----- Extracted data

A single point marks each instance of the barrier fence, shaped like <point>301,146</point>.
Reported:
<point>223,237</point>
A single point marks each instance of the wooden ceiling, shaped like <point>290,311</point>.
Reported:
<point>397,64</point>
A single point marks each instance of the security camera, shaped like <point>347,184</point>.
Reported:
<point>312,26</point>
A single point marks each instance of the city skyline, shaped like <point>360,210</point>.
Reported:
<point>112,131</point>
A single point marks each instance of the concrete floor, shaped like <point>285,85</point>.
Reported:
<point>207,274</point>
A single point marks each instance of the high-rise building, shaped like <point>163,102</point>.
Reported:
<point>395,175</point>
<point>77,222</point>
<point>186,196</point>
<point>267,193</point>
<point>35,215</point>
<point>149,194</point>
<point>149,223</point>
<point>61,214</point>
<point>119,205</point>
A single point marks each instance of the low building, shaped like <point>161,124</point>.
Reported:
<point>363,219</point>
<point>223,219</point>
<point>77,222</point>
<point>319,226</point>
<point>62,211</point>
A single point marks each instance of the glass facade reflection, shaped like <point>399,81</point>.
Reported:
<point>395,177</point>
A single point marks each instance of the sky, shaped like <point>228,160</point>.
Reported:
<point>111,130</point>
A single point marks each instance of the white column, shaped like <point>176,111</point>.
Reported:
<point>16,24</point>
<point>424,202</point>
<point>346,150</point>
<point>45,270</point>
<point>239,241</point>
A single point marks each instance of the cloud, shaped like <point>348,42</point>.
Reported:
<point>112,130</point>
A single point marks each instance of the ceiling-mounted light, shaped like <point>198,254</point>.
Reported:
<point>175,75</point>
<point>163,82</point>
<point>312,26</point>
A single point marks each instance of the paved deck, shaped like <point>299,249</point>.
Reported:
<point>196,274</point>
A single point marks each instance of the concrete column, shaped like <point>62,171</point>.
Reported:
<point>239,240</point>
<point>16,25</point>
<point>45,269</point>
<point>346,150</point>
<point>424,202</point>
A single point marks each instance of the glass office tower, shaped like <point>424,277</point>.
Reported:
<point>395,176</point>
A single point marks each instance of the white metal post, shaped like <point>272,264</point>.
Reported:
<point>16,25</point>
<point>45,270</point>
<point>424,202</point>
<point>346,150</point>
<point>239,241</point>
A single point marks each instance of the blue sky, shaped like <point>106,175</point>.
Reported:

----------

Reproduce every one of the lines above verbatim, without any alteration.

> _Answer for this exercise_:
A single point marks each instance of the barrier fence, shaped like <point>301,146</point>.
Reported:
<point>223,237</point>
A single point marks each instance of the wooden ceiling, shaped like <point>290,311</point>.
Reported:
<point>397,64</point>
A single point marks each instance of the security camera, shaped like <point>347,184</point>.
Reported:
<point>312,26</point>
A single point marks each instance of the city skyline, shaped like <point>360,210</point>.
Reported:
<point>112,131</point>
A single point marks each instance of the concrete floor, shaped like <point>285,85</point>.
Reported:
<point>207,274</point>
A single point marks each instance of the high-rise building, shaped like <point>163,102</point>.
Reported:
<point>395,175</point>
<point>77,222</point>
<point>186,196</point>
<point>267,193</point>
<point>35,215</point>
<point>149,194</point>
<point>149,223</point>
<point>61,214</point>
<point>119,205</point>
A single point marks each instance of the low building, shaped like <point>161,124</point>.
Reported:
<point>363,219</point>
<point>223,219</point>
<point>77,222</point>
<point>319,226</point>
<point>62,211</point>
A single point marks each instance of the glass facade reflection, shaped like <point>399,81</point>.
Reported:
<point>395,177</point>
A single point marks each instance of the sky, shaped like <point>228,160</point>.
Reported:
<point>111,130</point>
A single point marks each instance of the white column, shaped like <point>176,111</point>.
Reported:
<point>16,24</point>
<point>424,202</point>
<point>346,150</point>
<point>45,270</point>
<point>239,241</point>
A single point marks each instance of the cloud, shaped like <point>348,42</point>.
Reported:
<point>112,130</point>
A single point marks each instance of the ceiling-mounted light, shaped like <point>198,254</point>.
Reported:
<point>175,75</point>
<point>163,82</point>
<point>312,26</point>
A single point marks each instance of the paved deck, shaped like <point>299,249</point>.
Reported:
<point>196,274</point>
A single point marks each instance of the concrete column, shaped like <point>62,171</point>.
Reported:
<point>239,240</point>
<point>16,25</point>
<point>45,269</point>
<point>346,150</point>
<point>424,202</point>
A single point marks each instance of the glass office tower, shaped like <point>424,277</point>.
Reported:
<point>395,176</point>
A single point marks each instance of the white metal post, shaped like <point>272,264</point>.
Reported:
<point>16,25</point>
<point>45,270</point>
<point>424,202</point>
<point>346,150</point>
<point>239,241</point>
A single point marks each instance of the blue sky, shaped like <point>106,175</point>.
Reported:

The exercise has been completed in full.